수집된 데이터 항목:
==========

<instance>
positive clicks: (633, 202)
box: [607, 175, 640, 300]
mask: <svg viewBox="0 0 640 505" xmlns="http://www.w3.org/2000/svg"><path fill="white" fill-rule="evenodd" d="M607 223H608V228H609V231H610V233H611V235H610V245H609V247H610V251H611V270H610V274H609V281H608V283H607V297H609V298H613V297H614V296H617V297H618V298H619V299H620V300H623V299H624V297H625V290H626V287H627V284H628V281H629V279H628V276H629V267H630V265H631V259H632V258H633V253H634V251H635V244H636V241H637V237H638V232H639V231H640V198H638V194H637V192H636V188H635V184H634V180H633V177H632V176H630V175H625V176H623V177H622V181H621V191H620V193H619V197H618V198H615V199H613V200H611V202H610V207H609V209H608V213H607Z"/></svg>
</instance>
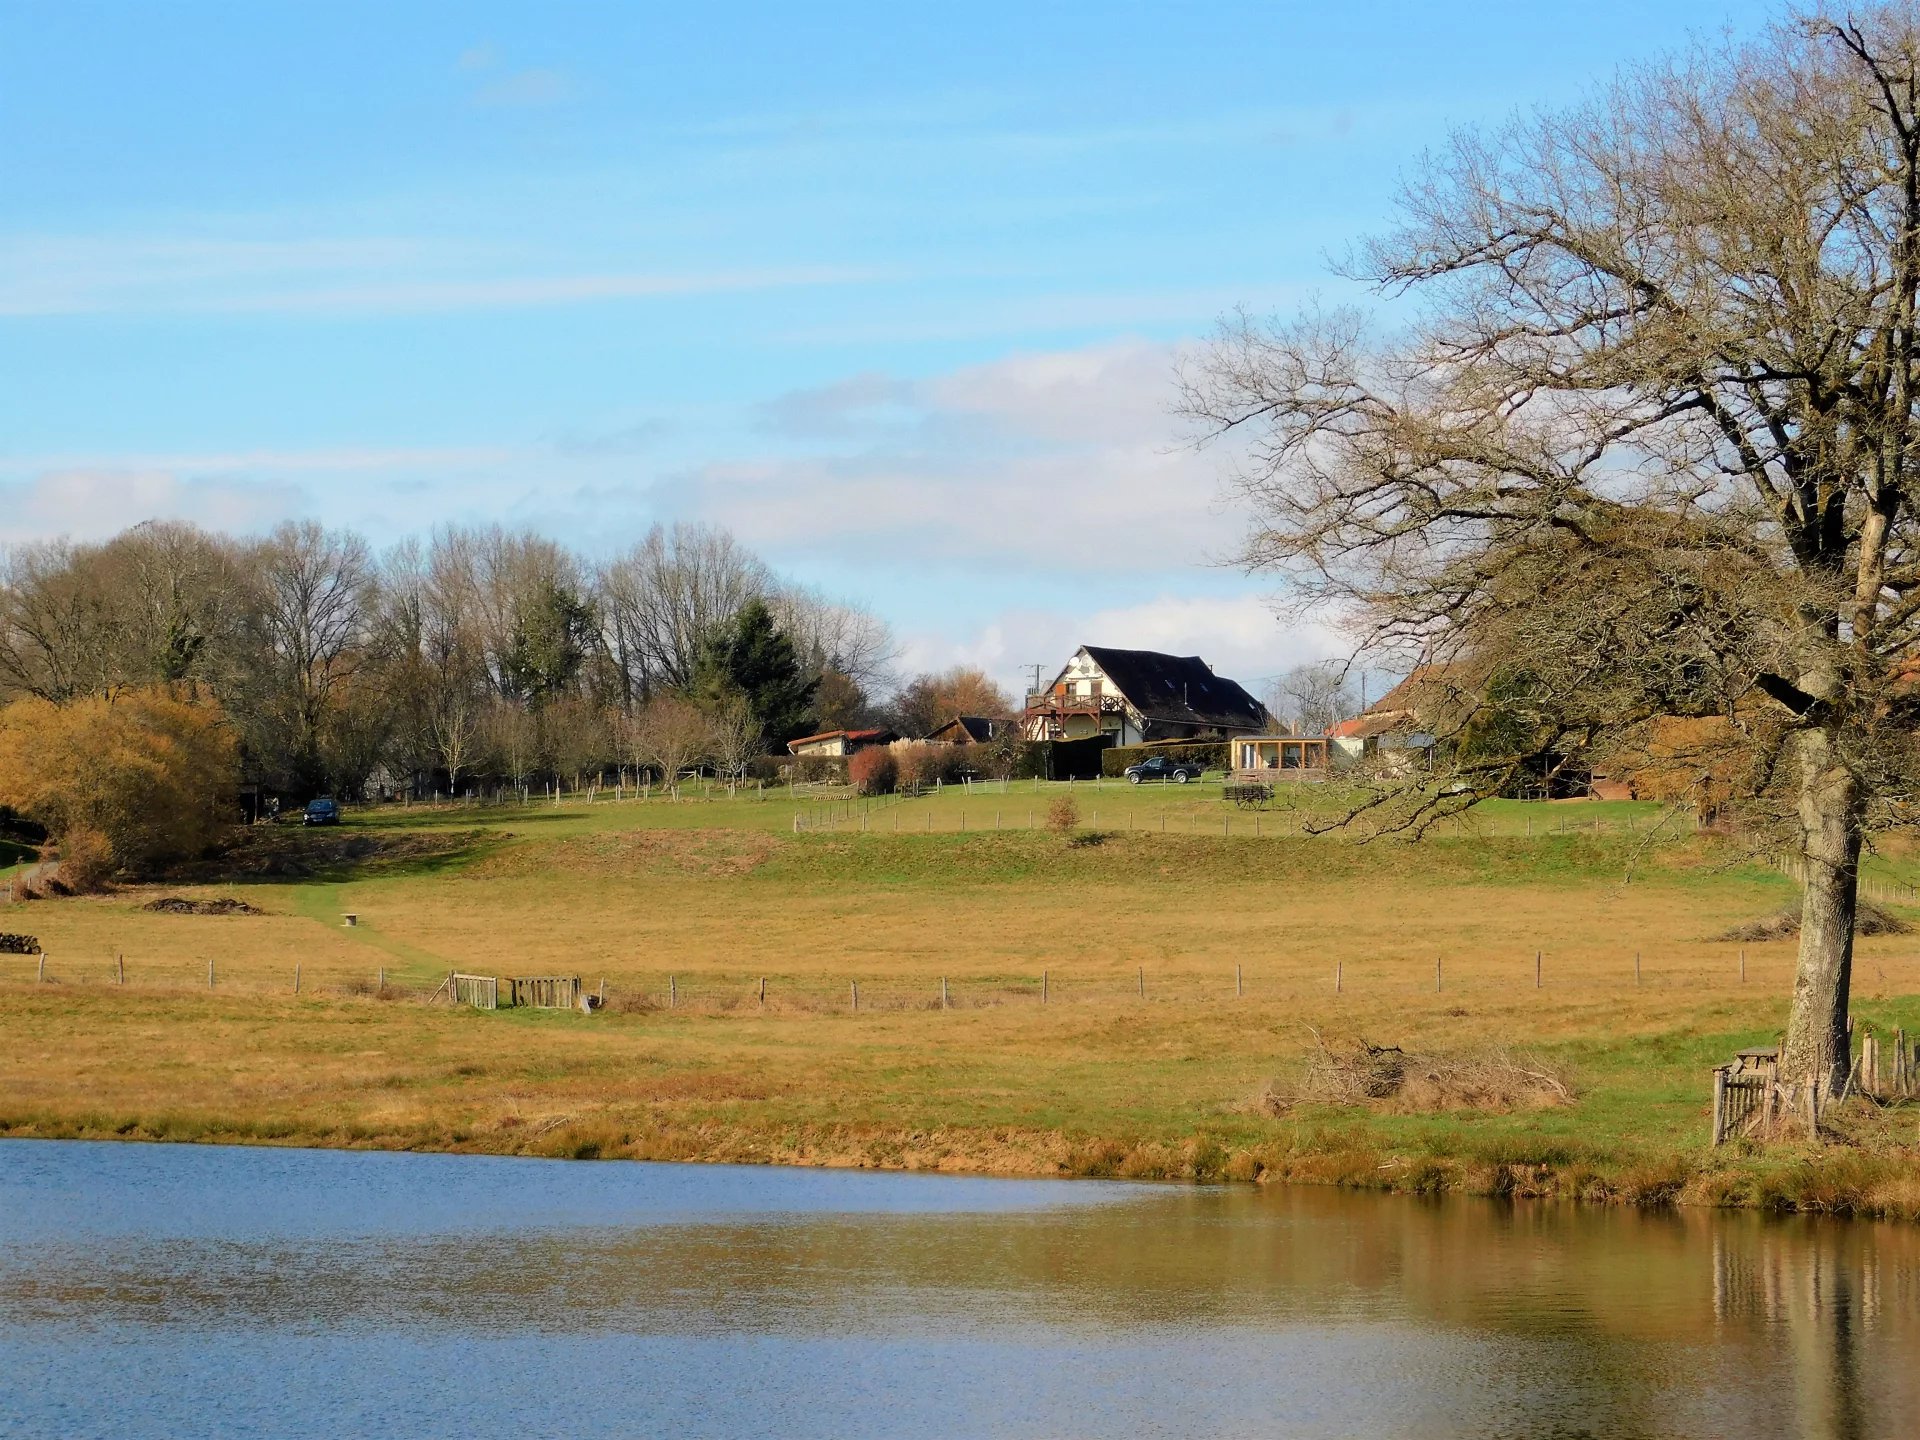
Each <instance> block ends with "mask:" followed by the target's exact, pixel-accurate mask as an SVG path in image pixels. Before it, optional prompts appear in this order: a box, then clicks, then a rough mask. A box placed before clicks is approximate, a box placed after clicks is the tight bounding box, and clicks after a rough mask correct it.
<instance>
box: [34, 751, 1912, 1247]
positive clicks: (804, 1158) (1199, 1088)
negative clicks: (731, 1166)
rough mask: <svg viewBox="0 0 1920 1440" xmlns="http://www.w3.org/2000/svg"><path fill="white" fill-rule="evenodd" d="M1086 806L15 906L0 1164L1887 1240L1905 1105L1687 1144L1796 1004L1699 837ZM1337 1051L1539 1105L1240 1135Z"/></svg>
mask: <svg viewBox="0 0 1920 1440" xmlns="http://www.w3.org/2000/svg"><path fill="white" fill-rule="evenodd" d="M1083 791H1085V787H1077V791H1075V793H1077V799H1081V801H1083V818H1091V814H1089V812H1091V808H1092V804H1091V795H1089V793H1083ZM1096 793H1098V795H1100V803H1102V808H1106V806H1110V804H1116V803H1117V804H1121V806H1125V808H1123V810H1116V812H1114V816H1112V818H1110V816H1106V814H1102V818H1100V828H1098V829H1089V831H1085V833H1081V835H1077V837H1073V839H1062V837H1058V835H1050V833H1046V831H1044V829H1037V831H1027V829H1025V828H1023V826H1021V828H1014V826H1012V824H1010V822H1008V814H1006V806H1008V799H1006V797H995V795H991V793H975V795H972V797H968V795H943V797H941V799H937V801H914V803H906V804H900V806H889V808H883V810H876V812H874V814H862V816H849V818H847V820H845V822H841V826H839V828H837V829H820V831H808V833H801V835H795V833H793V824H791V822H793V814H795V804H793V803H789V801H785V799H758V797H755V799H733V801H726V799H716V801H708V803H691V801H689V803H684V804H666V803H660V801H649V803H645V804H641V803H626V804H597V806H578V808H568V806H561V808H538V810H526V812H492V814H488V812H445V810H442V812H434V810H415V812H397V814H386V816H380V818H378V820H363V822H355V824H351V826H346V828H342V829H340V831H328V833H321V835H301V833H298V831H290V833H288V831H282V833H276V835H273V839H271V843H269V845H267V849H259V847H255V849H253V851H244V852H240V854H236V856H230V858H228V860H225V862H223V864H221V866H217V868H204V870H200V872H194V876H192V877H190V881H192V883H186V881H179V883H171V885H163V887H142V889H131V891H123V893H119V895H113V897H104V899H86V900H44V902H35V904H29V906H13V908H12V912H10V914H8V916H4V918H0V929H27V931H33V933H36V935H38V937H40V941H42V945H44V948H46V950H48V966H46V975H48V981H46V983H38V981H36V979H35V973H36V970H35V962H33V960H25V958H17V956H0V1131H4V1133H10V1135H88V1137H98V1135H123V1137H132V1139H179V1140H259V1142H301V1144H348V1146H394V1148H445V1150H490V1152H513V1154H557V1156H634V1158H676V1160H693V1158H697V1160H755V1162H793V1164H845V1165H900V1167H945V1169H979V1171H996V1173H1056V1175H1140V1177H1194V1179H1217V1177H1236V1179H1294V1181H1319V1183H1340V1185H1365V1187H1382V1188H1409V1190H1438V1188H1461V1190H1478V1192H1521V1194H1580V1196H1586V1198H1617V1200H1634V1202H1668V1200H1682V1202H1701V1204H1764V1206H1782V1208H1816V1210H1843V1212H1862V1213H1891V1215H1920V1179H1916V1177H1920V1167H1916V1164H1914V1162H1916V1154H1920V1152H1916V1150H1914V1146H1912V1139H1914V1137H1912V1131H1914V1121H1912V1114H1910V1112H1899V1110H1889V1112H1872V1114H1870V1112H1868V1110H1866V1108H1864V1106H1860V1108H1859V1110H1857V1112H1855V1114H1853V1116H1849V1117H1847V1119H1845V1127H1847V1129H1849V1133H1851V1140H1849V1142H1847V1144H1828V1146H1820V1148H1818V1150H1812V1148H1807V1150H1793V1148H1774V1150H1766V1152H1759V1150H1751V1152H1749V1150H1741V1148H1726V1150H1720V1152H1716V1154H1709V1152H1707V1148H1705V1127H1707V1100H1709V1069H1711V1066H1715V1064H1718V1062H1722V1060H1726V1058H1728V1056H1730V1054H1732V1052H1734V1050H1736V1048H1738V1046H1741V1044H1753V1043H1761V1041H1764V1039H1768V1037H1772V1035H1774V1033H1776V1031H1778V1027H1780V1025H1782V1021H1784V1016H1786V995H1788V983H1789V975H1791V943H1770V945H1749V947H1738V945H1730V943H1724V941H1718V939H1715V937H1716V935H1720V933H1722V931H1726V929H1728V927H1730V925H1734V924H1740V922H1745V920H1753V918H1757V916H1764V914H1770V912H1776V910H1780V908H1784V906H1788V904H1789V902H1791V899H1793V889H1791V885H1789V883H1788V881H1786V879H1782V877H1780V876H1776V874H1772V872H1768V870H1764V868H1757V866H1751V864H1741V862H1740V856H1738V854H1734V852H1732V851H1730V849H1726V847H1724V845H1722V843H1716V841H1703V839H1693V837H1688V839H1684V841H1655V843H1651V845H1649V839H1647V831H1649V824H1651V820H1653V816H1651V812H1647V810H1645V808H1638V806H1551V808H1549V806H1498V808H1492V810H1488V812H1486V814H1482V816H1480V818H1478V820H1476V824H1475V828H1471V829H1461V831H1457V833H1453V835H1448V837H1442V839H1438V841H1428V843H1423V845H1419V847H1409V845H1402V843H1380V845H1352V843H1346V841H1336V839H1325V837H1321V839H1309V837H1302V835H1300V829H1298V826H1296V828H1288V824H1284V818H1283V816H1265V818H1263V822H1265V824H1263V828H1261V835H1260V837H1254V833H1252V829H1250V824H1248V826H1244V828H1242V820H1244V816H1240V814H1233V816H1227V814H1225V806H1221V804H1219V801H1217V799H1215V797H1210V795H1206V793H1204V791H1202V793H1187V791H1175V789H1167V791H1144V793H1142V791H1116V789H1102V791H1096ZM1048 799H1050V793H1046V791H1041V795H1039V801H1041V803H1043V804H1044V801H1048ZM993 808H998V810H1000V829H993V828H991V814H993ZM895 816H899V818H900V829H899V833H895V829H893V824H891V820H893V818H895ZM956 816H964V824H966V828H964V829H962V828H960V820H956ZM1183 820H1185V822H1187V826H1185V831H1183V824H1181V822H1183ZM1294 820H1296V822H1298V820H1300V816H1298V814H1296V816H1294ZM947 822H952V824H947ZM981 822H985V824H981ZM1129 822H1131V824H1129ZM1162 822H1165V828H1162ZM1223 822H1225V826H1223ZM1567 822H1578V824H1567ZM1594 822H1599V826H1597V829H1596V826H1594ZM1219 828H1225V831H1227V833H1219ZM1528 829H1532V833H1526V831H1528ZM1628 874H1632V879H1630V883H1628V881H1626V876H1628ZM156 895H182V897H190V899H192V897H200V899H207V897H236V899H244V900H248V902H250V904H252V906H255V908H257V910H261V912H263V914H257V916H192V914H188V916H182V914H156V912H150V910H144V908H142V906H144V904H146V902H148V900H152V899H154V897H156ZM344 912H353V914H355V916H359V925H355V927H351V929H348V927H344V925H342V924H340V916H342V914H344ZM1536 954H1538V956H1540V970H1538V977H1540V983H1538V987H1536ZM1636 954H1638V977H1636ZM209 960H211V962H213V973H215V979H213V985H211V989H209V985H207V962H209ZM121 962H123V964H125V973H127V983H125V985H121V983H117V979H119V964H121ZM1436 962H1438V966H1436ZM296 966H298V968H300V983H301V993H300V995H298V996H296V995H294V970H296ZM455 966H457V968H463V970H482V972H495V973H580V975H584V977H586V981H588V983H589V985H599V983H601V981H605V987H607V996H609V1008H607V1010H605V1012H603V1014H597V1016H593V1018H582V1016H576V1014H540V1012H499V1014H478V1012H465V1010H453V1008H449V1006H445V1004H444V1002H442V1004H434V1006H428V1004H424V1002H422V1000H420V998H417V996H419V995H422V993H424V991H428V989H430V987H432V985H434V983H438V981H440V979H442V977H444V975H445V972H447V970H449V968H455ZM1436 970H1438V973H1436ZM382 972H384V977H386V981H388V991H386V993H384V995H380V993H376V989H378V981H380V977H382ZM1741 972H1743V973H1745V979H1741ZM1043 977H1044V979H1043ZM762 979H764V981H766V995H768V1000H766V1004H764V1006H762V1004H760V1000H758V995H760V981H762ZM943 981H945V996H947V1004H945V1008H943V1002H941V995H943ZM854 985H858V1004H860V1008H858V1012H854V1008H852V1000H854V996H852V991H854ZM1142 989H1144V995H1142ZM1043 991H1044V998H1043ZM1916 995H1920V960H1916V947H1914V943H1912V941H1910V939H1903V937H1887V939H1872V941H1862V950H1860V962H1859V968H1857V996H1859V998H1857V1016H1859V1018H1862V1020H1866V1021H1872V1023H1876V1025H1897V1023H1901V1025H1907V1027H1908V1031H1920V1000H1916V998H1914V996H1916ZM668 996H672V1008H668ZM1361 1037H1363V1039H1369V1041H1375V1043H1380V1044H1402V1046H1405V1048H1409V1050H1419V1052H1423V1054H1484V1052H1494V1050H1521V1052H1526V1054H1528V1056H1534V1058H1538V1062H1540V1064H1544V1066H1549V1068H1551V1069H1553V1071H1555V1073H1563V1075H1567V1077H1571V1081H1572V1087H1574V1102H1572V1104H1565V1106H1555V1108H1542V1110H1513V1112H1503V1114H1501V1112H1484V1110H1453V1112H1438V1114H1394V1110H1392V1104H1386V1106H1325V1104H1304V1106H1296V1108H1292V1110H1288V1112H1286V1114H1283V1116H1277V1114H1273V1112H1271V1110H1269V1108H1267V1104H1263V1094H1265V1091H1267V1087H1269V1083H1271V1081H1273V1079H1275V1077H1284V1075H1288V1073H1292V1071H1296V1069H1298V1068H1300V1064H1302V1060H1304V1056H1308V1054H1309V1052H1313V1050H1315V1046H1317V1044H1319V1043H1321V1041H1327V1043H1346V1041H1352V1039H1361Z"/></svg>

==========

*작업 지시*:
데이터의 맨 처음부터 "box: [607, 175, 640, 300]" 내용이 들어 있는 줄까지를 양 끝 줄을 포함하여 한 글자도 바꾸지 말고 옮겨 적으세요.

*연습 풀이*:
<instance>
positive clicks: (633, 202)
box: [607, 175, 640, 300]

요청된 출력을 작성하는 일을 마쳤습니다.